The problem = Needed from the entries below: every line that holds the word "positive".
Data records section start
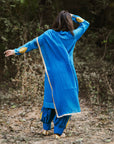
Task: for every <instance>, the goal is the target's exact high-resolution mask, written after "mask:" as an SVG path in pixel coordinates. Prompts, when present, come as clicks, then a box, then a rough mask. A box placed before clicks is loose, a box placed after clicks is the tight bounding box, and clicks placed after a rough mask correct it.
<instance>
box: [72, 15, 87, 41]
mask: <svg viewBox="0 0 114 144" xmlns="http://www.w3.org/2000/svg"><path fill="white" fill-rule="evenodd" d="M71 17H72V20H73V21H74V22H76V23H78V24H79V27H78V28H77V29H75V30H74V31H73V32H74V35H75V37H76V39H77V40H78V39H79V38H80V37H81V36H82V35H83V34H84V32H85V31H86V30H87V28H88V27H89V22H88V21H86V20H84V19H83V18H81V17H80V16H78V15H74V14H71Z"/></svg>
Data records section end
Data records section start
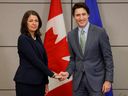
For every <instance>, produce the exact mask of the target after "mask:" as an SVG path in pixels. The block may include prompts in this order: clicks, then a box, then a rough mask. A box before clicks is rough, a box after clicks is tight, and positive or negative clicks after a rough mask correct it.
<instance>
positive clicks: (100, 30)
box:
Data records section end
Final answer =
For every <instance>, produce the exact mask of the target after "mask:" as an SVG path in pixels. The block may include prompts in this order: clicks, then a box, then a rough mask. A box before clicks is rough, a box after clicks is tight, and positive or negative clicks after a rough mask correct it.
positive clicks: (100, 30)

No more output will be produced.